Your assignment - Output only the lines of the entries that follow, starting at the one with "Query: sun disc" and running down to the one with "the form (271,404);", both included and unchanged.
##### Source information
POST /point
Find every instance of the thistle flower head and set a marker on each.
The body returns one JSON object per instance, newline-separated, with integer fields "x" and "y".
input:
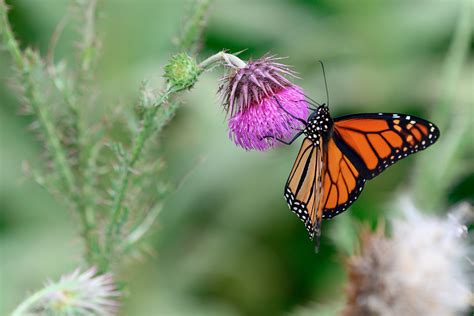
##########
##### Source information
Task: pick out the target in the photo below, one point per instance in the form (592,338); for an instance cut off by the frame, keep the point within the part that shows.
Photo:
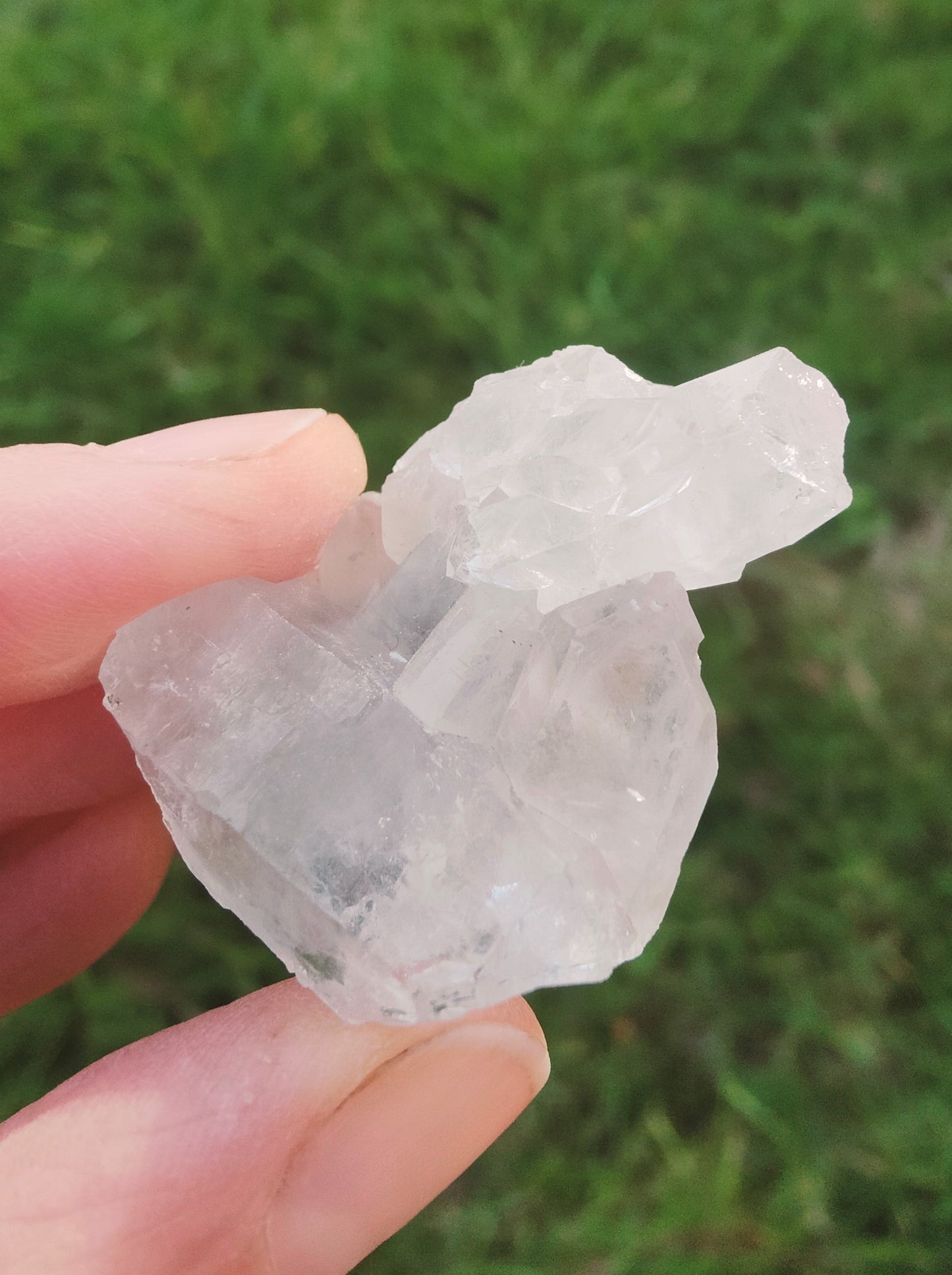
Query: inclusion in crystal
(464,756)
##########
##### Source information
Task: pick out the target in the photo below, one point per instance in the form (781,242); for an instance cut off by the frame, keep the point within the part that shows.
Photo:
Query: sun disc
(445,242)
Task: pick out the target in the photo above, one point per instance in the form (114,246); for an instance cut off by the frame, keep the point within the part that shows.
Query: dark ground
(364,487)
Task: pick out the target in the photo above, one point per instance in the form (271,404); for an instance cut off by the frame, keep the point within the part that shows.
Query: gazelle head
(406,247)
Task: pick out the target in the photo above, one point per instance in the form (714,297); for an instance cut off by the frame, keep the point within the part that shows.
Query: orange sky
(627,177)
##########
Result of the task -
Query: sun disc
(445,242)
Task: pick out the target in the photo above, one point per instance in the form (114,246); for an instance cut off by the frame, keep the point within the part that shows.
Query: dark ground
(364,487)
Task: pick out the target in the photo above, one point per instance in the form (271,404); for an instance cut off by the frame, keep the point within the part that shows.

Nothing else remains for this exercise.